[Problem] Return each entry unchanged.

Text-to-region grounding data
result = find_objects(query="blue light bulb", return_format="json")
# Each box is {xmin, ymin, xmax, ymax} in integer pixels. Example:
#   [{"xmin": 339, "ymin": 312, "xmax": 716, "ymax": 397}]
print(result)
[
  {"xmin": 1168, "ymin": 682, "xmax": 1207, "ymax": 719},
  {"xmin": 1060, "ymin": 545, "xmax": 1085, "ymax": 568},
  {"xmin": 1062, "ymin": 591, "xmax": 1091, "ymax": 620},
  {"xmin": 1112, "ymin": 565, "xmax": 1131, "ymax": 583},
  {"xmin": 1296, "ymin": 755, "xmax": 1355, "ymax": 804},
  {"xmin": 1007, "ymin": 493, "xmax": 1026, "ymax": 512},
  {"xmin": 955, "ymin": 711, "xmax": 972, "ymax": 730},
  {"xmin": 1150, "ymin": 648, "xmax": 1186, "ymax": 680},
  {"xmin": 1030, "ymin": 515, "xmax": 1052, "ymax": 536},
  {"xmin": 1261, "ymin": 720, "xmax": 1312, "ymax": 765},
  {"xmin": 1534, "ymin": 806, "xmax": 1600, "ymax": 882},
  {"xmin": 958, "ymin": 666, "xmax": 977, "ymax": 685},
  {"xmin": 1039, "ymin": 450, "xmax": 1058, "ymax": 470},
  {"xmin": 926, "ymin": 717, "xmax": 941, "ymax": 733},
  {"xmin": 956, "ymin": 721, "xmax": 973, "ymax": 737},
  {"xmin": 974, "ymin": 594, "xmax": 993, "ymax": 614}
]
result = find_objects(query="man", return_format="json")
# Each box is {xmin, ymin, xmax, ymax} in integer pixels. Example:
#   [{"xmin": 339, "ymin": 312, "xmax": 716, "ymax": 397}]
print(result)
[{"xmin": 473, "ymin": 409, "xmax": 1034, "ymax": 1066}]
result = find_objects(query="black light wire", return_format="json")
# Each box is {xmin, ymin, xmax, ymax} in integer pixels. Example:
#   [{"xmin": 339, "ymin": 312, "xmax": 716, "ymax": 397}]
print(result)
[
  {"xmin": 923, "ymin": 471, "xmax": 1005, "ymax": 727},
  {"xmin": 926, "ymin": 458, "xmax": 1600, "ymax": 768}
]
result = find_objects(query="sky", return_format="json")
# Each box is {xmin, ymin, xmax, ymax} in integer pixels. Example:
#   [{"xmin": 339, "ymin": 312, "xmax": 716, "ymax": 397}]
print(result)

[Answer box]
result = find_objects(query="blue light bulb", return_format="json")
# Each box is {xmin, ymin, xmax, ymax} in integer pixels. Example:
#   [{"xmin": 339, "ymin": 312, "xmax": 716, "ymax": 397}]
print(result)
[
  {"xmin": 1168, "ymin": 682, "xmax": 1207, "ymax": 719},
  {"xmin": 1060, "ymin": 545, "xmax": 1085, "ymax": 568},
  {"xmin": 1062, "ymin": 591, "xmax": 1091, "ymax": 620},
  {"xmin": 1112, "ymin": 565, "xmax": 1131, "ymax": 583},
  {"xmin": 1296, "ymin": 755, "xmax": 1355, "ymax": 804},
  {"xmin": 1007, "ymin": 493, "xmax": 1026, "ymax": 512},
  {"xmin": 955, "ymin": 711, "xmax": 972, "ymax": 730},
  {"xmin": 1150, "ymin": 648, "xmax": 1186, "ymax": 680},
  {"xmin": 1030, "ymin": 515, "xmax": 1052, "ymax": 536},
  {"xmin": 1261, "ymin": 720, "xmax": 1312, "ymax": 765},
  {"xmin": 1534, "ymin": 806, "xmax": 1600, "ymax": 882},
  {"xmin": 958, "ymin": 666, "xmax": 977, "ymax": 685},
  {"xmin": 1039, "ymin": 450, "xmax": 1058, "ymax": 470},
  {"xmin": 926, "ymin": 717, "xmax": 941, "ymax": 733},
  {"xmin": 956, "ymin": 721, "xmax": 973, "ymax": 737},
  {"xmin": 974, "ymin": 594, "xmax": 993, "ymax": 614}
]
result = find_objects(query="man", return_format="json")
# Each box is {xmin, ymin, xmax, ymax} in integer pixels. Example:
#   [{"xmin": 339, "ymin": 312, "xmax": 716, "ymax": 397}]
print(result)
[{"xmin": 473, "ymin": 409, "xmax": 1034, "ymax": 1066}]
result = find_objects(query="black light wire", return_format="json")
# Each box is {xmin, ymin, xmax, ymax} in integer pixels. Example:
#   [{"xmin": 339, "ymin": 312, "xmax": 716, "ymax": 397}]
print(result)
[
  {"xmin": 923, "ymin": 471, "xmax": 1005, "ymax": 727},
  {"xmin": 926, "ymin": 458, "xmax": 1600, "ymax": 768}
]
result = find_objects(query="sky", return_format="json")
# Each box is {xmin, ymin, xmax, ymax} in integer pixels. Example:
#   [{"xmin": 339, "ymin": 312, "xmax": 716, "ymax": 397}]
print(result)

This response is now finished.